Répondez aux questions suivantes d'après l'article sur les pompiers disparus de Tianjin.
(a) Quel âge a le fils de M. Liu ?
(b) À quelle distance de Pékin se trouve Tianjin ?
(c) Selon le bilan actualisé vendredi, combien de pompiers comptent parmi les morts ?

Extrait cité ▸
━━━━

A Tianjin, l'angoisse et la colère des proches des pompiers disparus

Les photos des pompiers disparus lors des explosions de Tianjin, en Chine.

© CFPA - AFP

Par RTBF avec AFP

Trois jours après les explosions meurtrières à Tianjin dans l'est de la Chine, la colère et l'incompréhension montaient parmi les familles des jeunes pompiers toujours portés disparus, leur angoisse s'intensifiant à mesure que s'alourdissait le bilan officiel du désastre.

Depuis les déflagrations survenues mercredi soir dans la zone industrielle de la ville, "je n'ai plus aucune nouvelle de mon fils", raconte d'une voix nerveuse M. Liu, une cinquantaine d'année, originaire de la province voisine du Hebei.

Son fils de 22 ans venait d'intégrer les équipes de pompiers de Tianjin, une métropole portuaire située à 140 km de Pékin. "Dès qu'on a vu à la télévision les images de l'explosion, on a tenté de l'appeler, mais impossible de le contacter".

Pour son père, c'est une certitude: le jeune homme, qu'il n'avait pas revu depuis quatre mois, figurait parmi les soldats du feu mobilisés sur les lieux de la catastrophe.

Les autorités ne nous ont pas contactées

Les gigantesques explosions, parties d'un entrepôt stockant des produits chimiques, ont fait au moins 85 morts, dont 21 pompiers, selon un bilan actualisé vendredi.

"Les autorités ne nous ont pas contactées", se désole M. Liu, la voix éteinte, redressant sur sa tête la casquette bleue typique des ouvriers à l'époque maoïste.

━━━━

Données fournies ▸
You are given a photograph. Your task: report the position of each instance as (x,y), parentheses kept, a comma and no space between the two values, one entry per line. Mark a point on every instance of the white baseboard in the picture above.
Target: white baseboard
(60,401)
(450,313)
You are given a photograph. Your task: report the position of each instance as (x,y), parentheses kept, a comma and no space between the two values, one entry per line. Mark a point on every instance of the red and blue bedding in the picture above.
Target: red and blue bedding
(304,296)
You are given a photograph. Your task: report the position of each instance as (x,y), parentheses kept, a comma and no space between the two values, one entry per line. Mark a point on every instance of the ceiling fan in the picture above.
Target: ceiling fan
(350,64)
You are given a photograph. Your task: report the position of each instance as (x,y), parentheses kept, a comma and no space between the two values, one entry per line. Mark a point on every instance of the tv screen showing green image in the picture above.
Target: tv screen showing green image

━━━━

Réponse attendue ▸
(a) Il a 22 ans.
(b) Tianjin se trouve à 140 km de Pékin.
(c) On compte 21 pompiers parmi les morts.